(Document passage):
>>>

Poetry

Poet Molly Peacock processes a friend's massive stroke through her latest collection, 'The Analyst'

Molly Peacock

Image caption: Molly Peacock

Credit: Trish James

Poet Molly Peacock had worked with psychoanalyst Joan Stein for nearly 40 years, forging a deep friendship that transcended the standard analyst/analysand relationship. Then an arteriovenous malformation in Stein's brain burst, causing a massive stroke that ended her analytical practice and left her forever altered. Peacock, A&S '77 (MA), responded as a poet will—by writing. "Poems just started pouring out of me almost immediately," she recalls. "I process the big events in my life through poetry. The only way I could wrap my head around the huge transformation that this caused both in her life and subsequently in the lives of all the people around her was just to start writing about it. I didn't know they were going to become a book."

<<<

Resume the article on Molly Peacock's collection "The Analyst" from the point where it stops. The rows that come after this text are separate material with no connection to it.

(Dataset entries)
>>>

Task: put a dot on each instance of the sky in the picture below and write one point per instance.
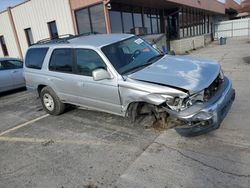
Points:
(4, 4)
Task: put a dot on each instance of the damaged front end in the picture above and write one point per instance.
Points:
(173, 108)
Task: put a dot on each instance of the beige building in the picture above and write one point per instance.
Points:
(185, 24)
(32, 21)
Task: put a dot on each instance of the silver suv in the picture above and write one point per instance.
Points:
(124, 75)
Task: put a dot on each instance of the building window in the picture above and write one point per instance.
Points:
(35, 57)
(115, 21)
(62, 60)
(137, 16)
(29, 36)
(91, 20)
(4, 47)
(127, 19)
(124, 18)
(53, 30)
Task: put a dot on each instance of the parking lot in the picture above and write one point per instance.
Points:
(87, 148)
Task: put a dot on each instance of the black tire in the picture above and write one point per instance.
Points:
(49, 97)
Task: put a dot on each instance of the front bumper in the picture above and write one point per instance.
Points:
(208, 116)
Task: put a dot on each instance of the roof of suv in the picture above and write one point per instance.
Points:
(8, 58)
(90, 40)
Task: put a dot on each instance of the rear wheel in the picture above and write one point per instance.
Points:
(51, 102)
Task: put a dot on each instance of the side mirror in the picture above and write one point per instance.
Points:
(100, 74)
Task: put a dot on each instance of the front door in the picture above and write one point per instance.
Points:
(103, 94)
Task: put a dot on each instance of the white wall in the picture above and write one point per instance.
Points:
(35, 14)
(234, 28)
(7, 32)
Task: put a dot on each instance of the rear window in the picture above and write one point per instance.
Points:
(34, 58)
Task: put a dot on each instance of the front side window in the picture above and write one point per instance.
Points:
(87, 61)
(10, 64)
(53, 30)
(130, 55)
(34, 58)
(61, 60)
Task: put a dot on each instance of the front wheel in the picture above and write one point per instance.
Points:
(51, 102)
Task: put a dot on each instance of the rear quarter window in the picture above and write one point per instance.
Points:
(35, 57)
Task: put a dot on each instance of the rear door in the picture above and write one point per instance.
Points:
(61, 75)
(6, 81)
(16, 67)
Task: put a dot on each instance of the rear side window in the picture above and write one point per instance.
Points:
(87, 61)
(61, 60)
(11, 64)
(34, 58)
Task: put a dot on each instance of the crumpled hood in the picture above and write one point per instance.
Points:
(189, 73)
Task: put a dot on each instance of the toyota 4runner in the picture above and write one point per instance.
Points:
(124, 75)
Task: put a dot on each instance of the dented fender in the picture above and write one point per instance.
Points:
(138, 91)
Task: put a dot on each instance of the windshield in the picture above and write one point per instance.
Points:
(130, 55)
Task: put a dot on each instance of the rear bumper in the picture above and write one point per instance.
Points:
(208, 116)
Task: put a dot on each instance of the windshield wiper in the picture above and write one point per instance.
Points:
(155, 58)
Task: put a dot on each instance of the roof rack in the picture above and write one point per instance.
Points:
(62, 38)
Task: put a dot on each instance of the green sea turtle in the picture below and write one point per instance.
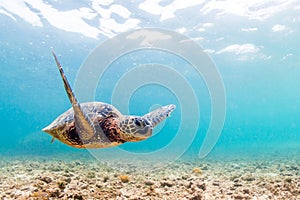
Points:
(100, 125)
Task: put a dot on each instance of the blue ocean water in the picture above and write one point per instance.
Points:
(255, 48)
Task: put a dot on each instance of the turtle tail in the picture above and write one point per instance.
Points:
(158, 115)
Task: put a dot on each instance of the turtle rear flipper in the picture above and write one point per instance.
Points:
(83, 123)
(158, 115)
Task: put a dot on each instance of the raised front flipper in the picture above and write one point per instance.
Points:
(83, 124)
(158, 115)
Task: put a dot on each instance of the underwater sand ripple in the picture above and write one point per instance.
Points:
(82, 179)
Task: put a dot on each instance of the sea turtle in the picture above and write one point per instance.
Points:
(100, 125)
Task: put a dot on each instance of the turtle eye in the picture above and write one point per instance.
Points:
(137, 122)
(146, 122)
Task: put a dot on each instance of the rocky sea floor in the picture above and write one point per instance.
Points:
(41, 178)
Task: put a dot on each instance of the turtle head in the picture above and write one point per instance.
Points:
(134, 128)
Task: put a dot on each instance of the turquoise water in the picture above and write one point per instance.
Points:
(255, 47)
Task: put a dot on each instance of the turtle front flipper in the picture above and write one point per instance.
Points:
(83, 124)
(158, 115)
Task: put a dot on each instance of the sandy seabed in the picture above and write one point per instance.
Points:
(44, 178)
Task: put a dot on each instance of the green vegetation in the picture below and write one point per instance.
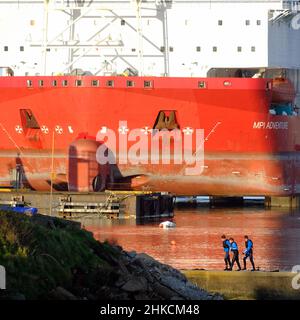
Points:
(41, 253)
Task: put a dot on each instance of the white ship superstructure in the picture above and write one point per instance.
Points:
(160, 38)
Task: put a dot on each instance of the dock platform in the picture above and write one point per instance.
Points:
(111, 204)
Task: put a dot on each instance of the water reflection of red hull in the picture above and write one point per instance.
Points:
(248, 151)
(275, 234)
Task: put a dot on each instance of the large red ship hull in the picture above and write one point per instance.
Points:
(247, 150)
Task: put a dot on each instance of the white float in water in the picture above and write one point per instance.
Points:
(167, 224)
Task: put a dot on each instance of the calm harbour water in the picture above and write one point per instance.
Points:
(275, 233)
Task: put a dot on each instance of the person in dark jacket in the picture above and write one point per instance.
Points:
(235, 250)
(248, 252)
(226, 247)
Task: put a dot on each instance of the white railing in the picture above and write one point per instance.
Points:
(291, 5)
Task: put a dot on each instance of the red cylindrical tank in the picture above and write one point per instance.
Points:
(83, 166)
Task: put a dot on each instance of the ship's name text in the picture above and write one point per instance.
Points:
(270, 125)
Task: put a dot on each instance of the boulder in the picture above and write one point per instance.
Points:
(135, 284)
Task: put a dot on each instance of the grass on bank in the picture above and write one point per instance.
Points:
(40, 253)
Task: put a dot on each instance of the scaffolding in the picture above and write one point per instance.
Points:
(98, 42)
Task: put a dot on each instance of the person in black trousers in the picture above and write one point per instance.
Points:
(226, 247)
(248, 252)
(235, 251)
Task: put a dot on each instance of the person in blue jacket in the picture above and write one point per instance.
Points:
(226, 247)
(235, 250)
(248, 252)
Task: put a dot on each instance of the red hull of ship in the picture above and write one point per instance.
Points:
(247, 150)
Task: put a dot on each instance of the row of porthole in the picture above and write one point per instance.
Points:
(110, 83)
(93, 83)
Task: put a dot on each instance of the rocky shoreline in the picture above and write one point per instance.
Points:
(50, 258)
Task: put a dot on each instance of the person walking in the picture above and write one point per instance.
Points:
(226, 247)
(235, 250)
(248, 252)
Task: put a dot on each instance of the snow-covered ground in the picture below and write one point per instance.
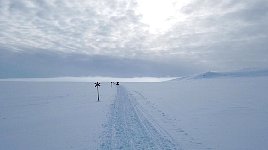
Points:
(195, 114)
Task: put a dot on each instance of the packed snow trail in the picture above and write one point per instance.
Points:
(128, 128)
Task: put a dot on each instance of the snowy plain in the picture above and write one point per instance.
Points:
(195, 114)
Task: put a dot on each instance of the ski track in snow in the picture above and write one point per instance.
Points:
(128, 127)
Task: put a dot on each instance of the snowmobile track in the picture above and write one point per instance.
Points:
(128, 127)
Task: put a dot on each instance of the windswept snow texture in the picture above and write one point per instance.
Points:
(128, 128)
(217, 114)
(52, 115)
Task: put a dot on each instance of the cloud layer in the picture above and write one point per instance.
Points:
(208, 34)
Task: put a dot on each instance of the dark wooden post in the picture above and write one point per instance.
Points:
(97, 84)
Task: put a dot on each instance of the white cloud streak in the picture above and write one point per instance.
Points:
(215, 34)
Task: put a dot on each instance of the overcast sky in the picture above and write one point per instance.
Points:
(131, 37)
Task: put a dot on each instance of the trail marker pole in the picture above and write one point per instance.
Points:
(97, 84)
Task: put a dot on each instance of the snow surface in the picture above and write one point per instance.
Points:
(215, 74)
(217, 114)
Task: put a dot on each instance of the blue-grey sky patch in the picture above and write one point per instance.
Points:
(178, 36)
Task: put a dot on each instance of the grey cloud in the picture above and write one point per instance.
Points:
(54, 64)
(216, 34)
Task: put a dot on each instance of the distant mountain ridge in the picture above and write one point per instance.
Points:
(214, 74)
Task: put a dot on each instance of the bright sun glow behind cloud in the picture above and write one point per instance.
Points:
(160, 15)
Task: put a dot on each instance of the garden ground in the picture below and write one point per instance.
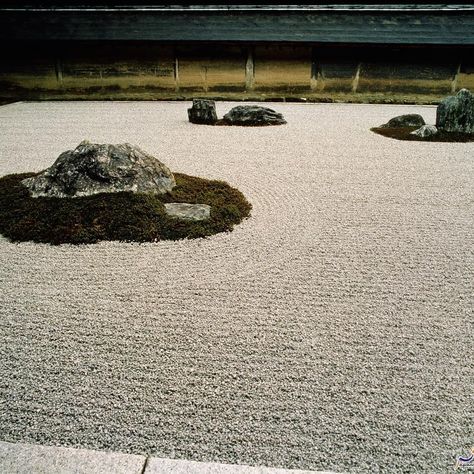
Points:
(330, 331)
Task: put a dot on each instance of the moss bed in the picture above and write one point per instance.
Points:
(403, 133)
(117, 216)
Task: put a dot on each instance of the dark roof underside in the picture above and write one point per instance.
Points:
(452, 27)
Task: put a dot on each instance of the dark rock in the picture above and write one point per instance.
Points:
(456, 113)
(92, 169)
(203, 111)
(253, 115)
(190, 212)
(425, 131)
(408, 120)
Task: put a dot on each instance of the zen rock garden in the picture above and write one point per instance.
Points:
(203, 111)
(114, 192)
(454, 122)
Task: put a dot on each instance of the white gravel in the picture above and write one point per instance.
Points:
(331, 330)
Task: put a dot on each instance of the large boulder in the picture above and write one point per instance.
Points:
(407, 120)
(456, 113)
(92, 169)
(253, 115)
(203, 111)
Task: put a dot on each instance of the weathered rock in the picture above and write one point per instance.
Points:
(407, 120)
(192, 212)
(203, 111)
(253, 115)
(456, 113)
(92, 168)
(425, 131)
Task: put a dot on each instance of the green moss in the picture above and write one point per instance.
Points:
(117, 216)
(403, 133)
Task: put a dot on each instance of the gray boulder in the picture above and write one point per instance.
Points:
(407, 120)
(425, 131)
(456, 113)
(190, 212)
(92, 169)
(203, 111)
(253, 115)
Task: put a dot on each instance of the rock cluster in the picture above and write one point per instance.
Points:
(456, 113)
(203, 111)
(102, 168)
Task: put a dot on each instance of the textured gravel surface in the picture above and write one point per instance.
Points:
(331, 330)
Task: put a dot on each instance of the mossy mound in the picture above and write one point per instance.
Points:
(120, 216)
(404, 133)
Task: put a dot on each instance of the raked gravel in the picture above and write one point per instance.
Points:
(332, 330)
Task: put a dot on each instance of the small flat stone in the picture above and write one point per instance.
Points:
(190, 212)
(253, 115)
(425, 131)
(407, 120)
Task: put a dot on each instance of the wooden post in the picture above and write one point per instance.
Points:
(176, 73)
(59, 71)
(249, 70)
(355, 82)
(454, 83)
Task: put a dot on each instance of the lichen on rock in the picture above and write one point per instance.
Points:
(102, 168)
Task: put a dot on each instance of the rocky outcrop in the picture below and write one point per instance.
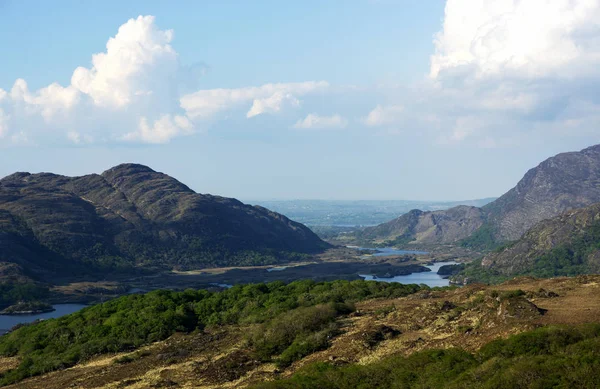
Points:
(132, 216)
(428, 227)
(573, 227)
(561, 183)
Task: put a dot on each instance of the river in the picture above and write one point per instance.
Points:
(9, 321)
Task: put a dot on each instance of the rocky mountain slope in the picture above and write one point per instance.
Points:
(561, 183)
(569, 243)
(467, 318)
(131, 216)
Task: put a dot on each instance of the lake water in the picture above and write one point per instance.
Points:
(9, 321)
(430, 278)
(389, 251)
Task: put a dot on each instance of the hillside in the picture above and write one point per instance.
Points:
(523, 333)
(132, 217)
(568, 244)
(561, 183)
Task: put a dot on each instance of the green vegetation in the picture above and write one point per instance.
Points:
(568, 259)
(28, 306)
(11, 293)
(399, 241)
(550, 357)
(475, 272)
(296, 319)
(482, 239)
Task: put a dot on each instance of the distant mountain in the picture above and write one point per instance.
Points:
(353, 213)
(566, 181)
(131, 216)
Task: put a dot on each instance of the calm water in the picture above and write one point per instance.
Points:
(9, 321)
(430, 278)
(389, 251)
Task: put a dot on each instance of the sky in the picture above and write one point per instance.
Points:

<<<

(Result for this exercise):
They did. The Analyst (Norton, 2017) contains 39 poems. Some of them had been written independent of the book but seemed to fit when Peacock assembled it, such as some old Anglo-Saxon riddles she had collected, and some simultaneously playful and serious verses derived from a Wikihow article on all the variations of how to give thanks in French. "I kept looking for all the different ways that I could express the intricacies of this relationship, and some of those ways were in traditional forms like sonnets. But you know, play is essential to poetry and it's absolutely essential to analysis—you surprise yourself in analysis in the same way you surprise yourself when writing a poem. These realizations come to you. All that I understood when I was writing 'How to Say "Thank You" in French' was that I was enjoying this play and I felt like I was getting somewhere. The Wikihow article became a kind of 21st-century form for a new poem about analysis. Only after it was done did I realize that somehow having to work in two languages in the poem was kind of like Joan having to relearn all these basic things after her stroke."

"Play is essential to poetry and it's absolutely essential to analysis—you surprise yourself in analysis in the same way you surprise yourself when writing a poem."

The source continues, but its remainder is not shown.